Relevant Stackoverflow questions and Google search results seem to be about checking "if any value is NaN" or "which values in a DataFrame"
There must be a clean way to check if a given value is NaN?
You can use the inate property that NaN != NaN
so a == a will return False if a is NaN
This will work even for strings
Example:
In[52]:
s = pd.Series([1, np.NaN, '', 1.0])
s
Out[52]:
0 1
1 NaN
2
3 1
dtype: object
for val in s:
print(val==val)
True
False
True
True
This can be done in a vectorised manner:
In[54]:
s==s
Out[54]:
0 True
1 False
2 True
3 True
dtype: bool
but you can still use the method isnull on the whole series:
In[55]:
s.isnull()
Out[55]:
0 False
1 True
2 False
3 False
dtype: bool
UPDATE
As noted by #piRSquared if you compare None==None this will return True but pd.isnull will return True so depending on whether you want to treat None as NaN you can still use == for comparison or pd.isnull if you want to treat None as NaN
Pandas has isnull, notnull, isna, and notna
These functions work for arrays or scalars.
Setup
a = np.array([[1, np.nan],
[None, '2']])
Pandas functions
pd.isna(a)
# same as
# pd.isnull(a)
array([[False, True],
[ True, False]])
pd.notnull(a)
# same as
# pd.notna(a)
array([[ True, False],
[False, True]])
DataFrame (or Series) methods
b = pd.DataFrame(a)
b.isnull()
# same as
# b.isna()
0 1
0 False True
1 True False
b.notna()
# same as
# b.notnull()
0 1
0 True False
1 False True

------------

## Given problem A
Answer these questions about the thread on NaN checks in pandas, one line each:
(i) Which property of NaN does the first answer rely on?
(ii) Which dtype is shown for the output of s==s?
(iii) Which four functions does the thread say pandas has?
## Given problem B
Transcribe the thread on NaN checks in pandas from "Pandas functions" to "b = pd.DataFrame(a)".

## Given information
------------

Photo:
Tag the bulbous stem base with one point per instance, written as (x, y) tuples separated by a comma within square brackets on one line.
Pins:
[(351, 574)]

------------

## Worked solution A
(i) NaN != NaN, so a == a returns False when a is NaN.
(ii) bool
(iii) isnull, notnull, isna, and notna

## Worked solution B
Pandas functions
pd.isna(a)
# same as
# pd.isnull(a)
array([[False, True],
[ True, False]])
pd.notnull(a)
# same as
# pd.notna(a)
array([[ True, False],
[False, True]])
DataFrame (or Series) methods
b = pd.DataFrame(a)